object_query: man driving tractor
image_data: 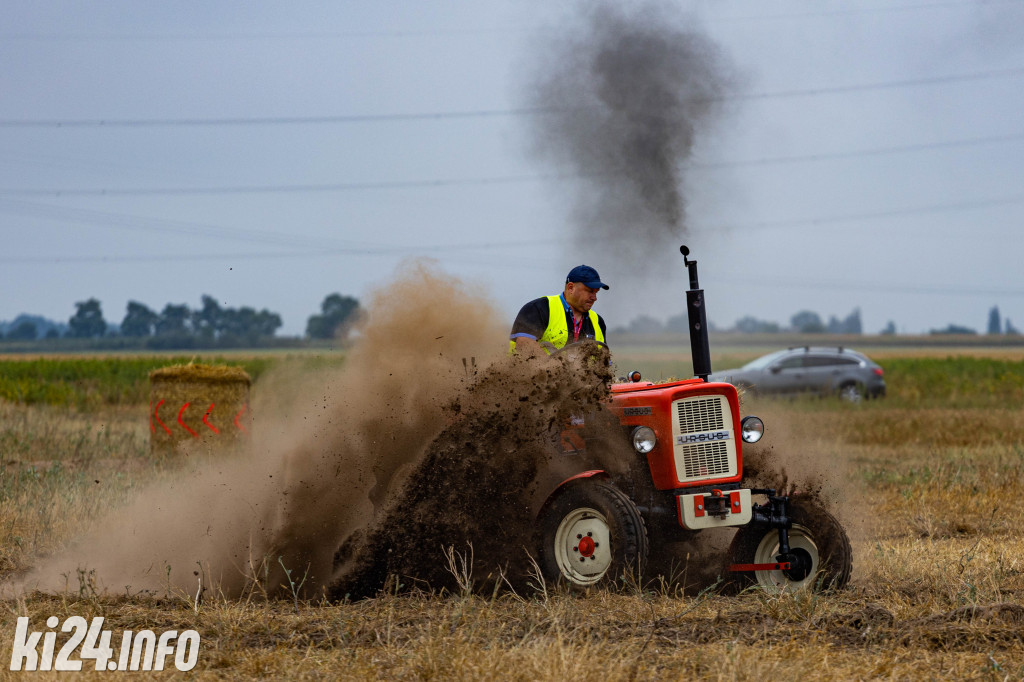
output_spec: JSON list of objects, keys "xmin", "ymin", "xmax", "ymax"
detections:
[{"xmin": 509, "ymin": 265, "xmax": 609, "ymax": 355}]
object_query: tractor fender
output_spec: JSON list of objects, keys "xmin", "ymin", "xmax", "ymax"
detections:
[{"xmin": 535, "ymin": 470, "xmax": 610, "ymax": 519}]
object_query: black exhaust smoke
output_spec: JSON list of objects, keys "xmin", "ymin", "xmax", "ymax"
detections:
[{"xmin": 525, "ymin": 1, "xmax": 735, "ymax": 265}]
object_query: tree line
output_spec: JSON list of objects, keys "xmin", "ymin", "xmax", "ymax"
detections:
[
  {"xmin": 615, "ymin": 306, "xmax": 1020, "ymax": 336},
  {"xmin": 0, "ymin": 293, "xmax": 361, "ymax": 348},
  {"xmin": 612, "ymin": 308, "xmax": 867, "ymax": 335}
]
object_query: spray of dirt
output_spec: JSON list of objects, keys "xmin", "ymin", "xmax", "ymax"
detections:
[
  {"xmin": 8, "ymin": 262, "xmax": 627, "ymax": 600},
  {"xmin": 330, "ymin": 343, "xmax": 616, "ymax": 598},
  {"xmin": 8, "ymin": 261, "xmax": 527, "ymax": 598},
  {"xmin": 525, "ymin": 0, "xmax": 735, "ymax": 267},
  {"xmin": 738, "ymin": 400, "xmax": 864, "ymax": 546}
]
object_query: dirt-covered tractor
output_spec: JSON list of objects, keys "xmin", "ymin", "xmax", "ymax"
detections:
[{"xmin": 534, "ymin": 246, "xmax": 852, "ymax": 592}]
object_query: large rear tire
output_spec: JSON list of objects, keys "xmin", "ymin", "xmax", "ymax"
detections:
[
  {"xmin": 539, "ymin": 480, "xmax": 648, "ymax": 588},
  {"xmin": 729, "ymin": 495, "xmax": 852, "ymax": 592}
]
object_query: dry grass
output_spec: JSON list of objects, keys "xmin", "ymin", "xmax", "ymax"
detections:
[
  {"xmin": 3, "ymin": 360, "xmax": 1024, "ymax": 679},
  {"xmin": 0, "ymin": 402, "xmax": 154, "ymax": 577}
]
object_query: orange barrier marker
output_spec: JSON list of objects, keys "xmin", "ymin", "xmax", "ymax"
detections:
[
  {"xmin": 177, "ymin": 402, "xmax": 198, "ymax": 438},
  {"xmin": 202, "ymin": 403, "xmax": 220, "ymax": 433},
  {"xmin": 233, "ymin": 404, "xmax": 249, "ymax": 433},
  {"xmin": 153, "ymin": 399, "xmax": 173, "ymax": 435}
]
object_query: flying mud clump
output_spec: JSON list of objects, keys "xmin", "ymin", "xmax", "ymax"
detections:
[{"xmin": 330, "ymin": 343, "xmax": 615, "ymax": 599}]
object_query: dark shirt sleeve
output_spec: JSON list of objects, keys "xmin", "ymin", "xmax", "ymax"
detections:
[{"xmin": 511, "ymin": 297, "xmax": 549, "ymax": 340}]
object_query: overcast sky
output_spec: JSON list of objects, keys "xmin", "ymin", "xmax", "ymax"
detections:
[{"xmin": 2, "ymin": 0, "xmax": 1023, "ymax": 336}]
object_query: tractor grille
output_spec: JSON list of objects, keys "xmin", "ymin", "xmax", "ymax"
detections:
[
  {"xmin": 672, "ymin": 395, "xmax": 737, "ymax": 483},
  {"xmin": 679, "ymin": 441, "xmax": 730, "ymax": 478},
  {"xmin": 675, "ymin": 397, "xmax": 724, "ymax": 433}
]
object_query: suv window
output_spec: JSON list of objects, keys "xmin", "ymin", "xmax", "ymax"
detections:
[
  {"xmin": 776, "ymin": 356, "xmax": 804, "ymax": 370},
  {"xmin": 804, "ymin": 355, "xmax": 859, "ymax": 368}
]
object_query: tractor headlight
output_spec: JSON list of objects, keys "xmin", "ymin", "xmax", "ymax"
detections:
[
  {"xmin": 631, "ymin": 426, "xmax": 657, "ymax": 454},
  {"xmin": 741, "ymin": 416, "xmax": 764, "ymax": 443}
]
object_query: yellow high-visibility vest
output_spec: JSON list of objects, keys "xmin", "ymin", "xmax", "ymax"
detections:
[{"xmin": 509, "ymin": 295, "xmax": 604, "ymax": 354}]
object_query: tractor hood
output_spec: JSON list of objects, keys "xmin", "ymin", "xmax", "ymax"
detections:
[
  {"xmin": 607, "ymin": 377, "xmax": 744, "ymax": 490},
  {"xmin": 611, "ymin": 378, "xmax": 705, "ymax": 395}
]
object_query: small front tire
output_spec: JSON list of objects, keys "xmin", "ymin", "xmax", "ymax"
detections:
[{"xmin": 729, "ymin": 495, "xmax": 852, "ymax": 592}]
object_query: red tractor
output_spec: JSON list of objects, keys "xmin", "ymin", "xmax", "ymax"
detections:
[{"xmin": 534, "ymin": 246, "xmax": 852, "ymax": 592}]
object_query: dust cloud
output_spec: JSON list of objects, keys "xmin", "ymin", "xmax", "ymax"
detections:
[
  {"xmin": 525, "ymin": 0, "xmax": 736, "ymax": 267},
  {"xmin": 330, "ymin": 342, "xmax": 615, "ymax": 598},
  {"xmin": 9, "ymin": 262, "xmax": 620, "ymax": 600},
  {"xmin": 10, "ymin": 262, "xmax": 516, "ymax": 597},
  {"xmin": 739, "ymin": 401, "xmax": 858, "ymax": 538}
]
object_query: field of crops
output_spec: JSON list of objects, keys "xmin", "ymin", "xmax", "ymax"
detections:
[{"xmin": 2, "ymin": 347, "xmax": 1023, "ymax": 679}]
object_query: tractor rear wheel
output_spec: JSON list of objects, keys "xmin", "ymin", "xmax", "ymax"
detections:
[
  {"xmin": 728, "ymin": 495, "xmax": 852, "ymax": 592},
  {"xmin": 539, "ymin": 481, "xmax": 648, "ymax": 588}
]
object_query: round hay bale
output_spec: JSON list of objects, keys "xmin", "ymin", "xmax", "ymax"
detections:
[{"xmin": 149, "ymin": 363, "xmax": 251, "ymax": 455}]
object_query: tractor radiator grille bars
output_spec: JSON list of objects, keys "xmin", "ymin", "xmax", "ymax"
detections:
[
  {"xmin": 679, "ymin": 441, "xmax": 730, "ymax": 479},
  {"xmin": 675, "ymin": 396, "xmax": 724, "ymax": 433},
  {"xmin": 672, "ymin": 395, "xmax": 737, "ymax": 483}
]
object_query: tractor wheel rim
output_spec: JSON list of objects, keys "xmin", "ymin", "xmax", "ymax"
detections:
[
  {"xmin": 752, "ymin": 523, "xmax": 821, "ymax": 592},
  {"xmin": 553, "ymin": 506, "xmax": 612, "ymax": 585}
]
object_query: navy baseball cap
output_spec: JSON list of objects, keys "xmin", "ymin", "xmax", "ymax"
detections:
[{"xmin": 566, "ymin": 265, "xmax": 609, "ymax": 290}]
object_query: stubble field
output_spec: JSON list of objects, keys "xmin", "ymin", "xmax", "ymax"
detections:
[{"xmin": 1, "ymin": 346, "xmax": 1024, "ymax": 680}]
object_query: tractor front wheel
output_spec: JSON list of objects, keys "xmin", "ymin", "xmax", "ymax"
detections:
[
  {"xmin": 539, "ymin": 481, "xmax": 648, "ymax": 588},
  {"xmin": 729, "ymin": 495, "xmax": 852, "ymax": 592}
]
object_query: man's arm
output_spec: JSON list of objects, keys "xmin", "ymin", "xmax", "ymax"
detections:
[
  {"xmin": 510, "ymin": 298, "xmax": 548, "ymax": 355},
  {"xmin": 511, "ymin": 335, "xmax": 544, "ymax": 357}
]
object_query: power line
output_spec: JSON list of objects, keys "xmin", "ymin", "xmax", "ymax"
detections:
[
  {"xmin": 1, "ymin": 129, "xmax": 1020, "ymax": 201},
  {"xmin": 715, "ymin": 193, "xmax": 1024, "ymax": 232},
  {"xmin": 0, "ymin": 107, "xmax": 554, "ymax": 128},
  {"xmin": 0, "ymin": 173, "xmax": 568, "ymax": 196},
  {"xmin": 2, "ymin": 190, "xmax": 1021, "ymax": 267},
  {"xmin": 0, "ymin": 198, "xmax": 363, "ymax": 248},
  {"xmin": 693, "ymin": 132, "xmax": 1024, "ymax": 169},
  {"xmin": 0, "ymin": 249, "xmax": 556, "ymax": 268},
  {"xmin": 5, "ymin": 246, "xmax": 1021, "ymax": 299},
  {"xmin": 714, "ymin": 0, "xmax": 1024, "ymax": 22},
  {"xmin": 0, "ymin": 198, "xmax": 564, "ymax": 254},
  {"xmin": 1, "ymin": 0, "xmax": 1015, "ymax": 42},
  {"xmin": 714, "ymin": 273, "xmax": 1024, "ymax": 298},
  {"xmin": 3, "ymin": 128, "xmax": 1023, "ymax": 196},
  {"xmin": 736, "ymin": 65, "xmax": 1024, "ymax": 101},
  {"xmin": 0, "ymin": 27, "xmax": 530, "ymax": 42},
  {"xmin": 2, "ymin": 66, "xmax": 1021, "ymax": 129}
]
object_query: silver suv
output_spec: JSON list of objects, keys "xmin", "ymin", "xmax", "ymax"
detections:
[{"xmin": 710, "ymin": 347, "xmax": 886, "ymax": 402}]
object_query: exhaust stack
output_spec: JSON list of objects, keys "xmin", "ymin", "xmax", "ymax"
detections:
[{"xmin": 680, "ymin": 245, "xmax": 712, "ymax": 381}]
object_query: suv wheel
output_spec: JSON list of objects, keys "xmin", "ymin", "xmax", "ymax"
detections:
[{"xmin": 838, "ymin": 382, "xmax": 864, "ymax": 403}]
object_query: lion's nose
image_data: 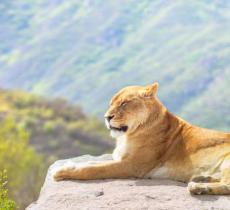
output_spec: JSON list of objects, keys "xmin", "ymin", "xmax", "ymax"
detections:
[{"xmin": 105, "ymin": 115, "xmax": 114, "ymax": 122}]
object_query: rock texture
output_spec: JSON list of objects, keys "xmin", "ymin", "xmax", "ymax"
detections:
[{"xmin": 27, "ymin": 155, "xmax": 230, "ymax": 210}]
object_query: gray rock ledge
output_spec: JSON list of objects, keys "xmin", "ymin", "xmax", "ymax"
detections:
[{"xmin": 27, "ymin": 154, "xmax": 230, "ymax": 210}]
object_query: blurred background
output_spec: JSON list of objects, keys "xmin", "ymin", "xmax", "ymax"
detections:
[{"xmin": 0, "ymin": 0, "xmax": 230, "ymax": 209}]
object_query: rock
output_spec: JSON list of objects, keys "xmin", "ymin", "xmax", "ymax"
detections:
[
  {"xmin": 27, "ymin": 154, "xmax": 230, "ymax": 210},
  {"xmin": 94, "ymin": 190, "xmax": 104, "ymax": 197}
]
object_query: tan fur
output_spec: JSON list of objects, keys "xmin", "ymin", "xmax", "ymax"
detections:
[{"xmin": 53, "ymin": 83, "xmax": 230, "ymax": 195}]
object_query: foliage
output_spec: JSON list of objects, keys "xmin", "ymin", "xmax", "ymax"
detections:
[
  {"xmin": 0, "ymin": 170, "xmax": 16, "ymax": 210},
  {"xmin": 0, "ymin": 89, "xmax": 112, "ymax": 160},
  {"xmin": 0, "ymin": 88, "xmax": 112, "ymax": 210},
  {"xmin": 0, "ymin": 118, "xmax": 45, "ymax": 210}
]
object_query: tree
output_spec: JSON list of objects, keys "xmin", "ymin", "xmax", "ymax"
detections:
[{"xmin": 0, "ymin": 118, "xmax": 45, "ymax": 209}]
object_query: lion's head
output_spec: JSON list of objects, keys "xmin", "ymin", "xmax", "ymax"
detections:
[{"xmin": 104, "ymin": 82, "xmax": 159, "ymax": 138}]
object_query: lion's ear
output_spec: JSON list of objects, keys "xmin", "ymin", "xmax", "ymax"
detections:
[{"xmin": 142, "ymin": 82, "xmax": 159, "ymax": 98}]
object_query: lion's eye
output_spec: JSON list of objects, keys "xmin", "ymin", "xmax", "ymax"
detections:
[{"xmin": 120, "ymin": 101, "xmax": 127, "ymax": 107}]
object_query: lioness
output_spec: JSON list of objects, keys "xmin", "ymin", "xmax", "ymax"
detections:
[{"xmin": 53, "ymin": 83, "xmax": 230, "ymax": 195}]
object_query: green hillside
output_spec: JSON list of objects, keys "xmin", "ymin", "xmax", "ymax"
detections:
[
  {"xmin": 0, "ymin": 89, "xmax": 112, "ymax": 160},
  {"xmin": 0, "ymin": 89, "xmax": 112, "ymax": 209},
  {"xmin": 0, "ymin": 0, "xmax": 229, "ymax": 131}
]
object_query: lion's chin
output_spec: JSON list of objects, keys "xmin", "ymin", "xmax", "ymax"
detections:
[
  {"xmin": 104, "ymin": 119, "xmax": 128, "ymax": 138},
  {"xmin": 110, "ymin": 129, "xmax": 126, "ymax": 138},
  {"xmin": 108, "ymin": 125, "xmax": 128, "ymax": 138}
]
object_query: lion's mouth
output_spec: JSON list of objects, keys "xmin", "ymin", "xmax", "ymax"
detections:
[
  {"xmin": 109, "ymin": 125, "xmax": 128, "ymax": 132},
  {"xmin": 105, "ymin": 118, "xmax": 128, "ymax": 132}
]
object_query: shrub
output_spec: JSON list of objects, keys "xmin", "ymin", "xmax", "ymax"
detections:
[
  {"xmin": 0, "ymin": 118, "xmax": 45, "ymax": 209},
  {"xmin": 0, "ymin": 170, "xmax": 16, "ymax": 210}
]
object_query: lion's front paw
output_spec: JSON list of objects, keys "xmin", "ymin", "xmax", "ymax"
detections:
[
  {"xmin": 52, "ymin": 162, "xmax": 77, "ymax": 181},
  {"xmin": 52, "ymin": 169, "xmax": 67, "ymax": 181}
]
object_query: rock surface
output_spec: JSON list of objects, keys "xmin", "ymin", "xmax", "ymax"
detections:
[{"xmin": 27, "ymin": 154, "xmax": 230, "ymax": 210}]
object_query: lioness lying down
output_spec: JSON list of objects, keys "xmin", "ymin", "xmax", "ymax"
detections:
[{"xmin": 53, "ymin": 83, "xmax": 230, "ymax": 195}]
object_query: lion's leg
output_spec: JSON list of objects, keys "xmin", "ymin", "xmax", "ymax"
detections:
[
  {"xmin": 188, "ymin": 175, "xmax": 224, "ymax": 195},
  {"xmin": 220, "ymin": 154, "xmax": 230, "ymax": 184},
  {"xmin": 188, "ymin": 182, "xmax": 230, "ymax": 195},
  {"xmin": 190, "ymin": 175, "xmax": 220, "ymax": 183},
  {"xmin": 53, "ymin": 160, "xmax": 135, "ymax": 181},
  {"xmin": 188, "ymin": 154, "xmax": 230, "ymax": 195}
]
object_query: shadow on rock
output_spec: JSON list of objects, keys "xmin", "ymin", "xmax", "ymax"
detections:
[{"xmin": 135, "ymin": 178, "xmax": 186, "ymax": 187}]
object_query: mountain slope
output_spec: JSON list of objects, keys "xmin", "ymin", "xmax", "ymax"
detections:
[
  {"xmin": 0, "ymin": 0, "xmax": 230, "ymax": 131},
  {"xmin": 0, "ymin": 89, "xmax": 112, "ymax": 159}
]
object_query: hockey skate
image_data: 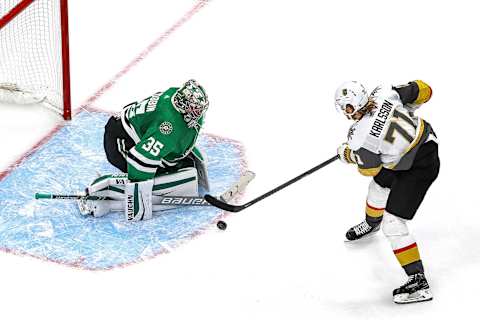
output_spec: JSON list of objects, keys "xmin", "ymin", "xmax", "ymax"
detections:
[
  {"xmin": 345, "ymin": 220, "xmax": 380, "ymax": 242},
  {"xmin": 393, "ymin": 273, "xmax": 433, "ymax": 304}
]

PROMPT -> Please give back exactly, and with no pictures, the lines from where the listing above begins through the line containing "object_query: spray of dirt".

ANSWER TO THE PROBLEM ->
object_query: man driving tractor
image_data: 
output_spec: JSON list of objects, keys "xmin", "ymin", "xmax", "ymax"
detections:
[{"xmin": 509, "ymin": 265, "xmax": 609, "ymax": 355}]
object_query: tractor fender
output_spec: JSON list of objects, keys "xmin", "ymin", "xmax", "ymax"
detections:
[{"xmin": 535, "ymin": 470, "xmax": 610, "ymax": 519}]
object_query: black exhaust smoke
output_spec: JSON list of objects, keys "xmin", "ymin", "xmax", "ymax"
detections:
[{"xmin": 525, "ymin": 1, "xmax": 735, "ymax": 265}]
object_query: tree line
output_spec: JSON list of objects, keys "xmin", "ymin", "xmax", "ymax"
detections:
[
  {"xmin": 615, "ymin": 306, "xmax": 1020, "ymax": 336},
  {"xmin": 0, "ymin": 293, "xmax": 361, "ymax": 348},
  {"xmin": 612, "ymin": 308, "xmax": 867, "ymax": 335}
]
object_query: spray of dirt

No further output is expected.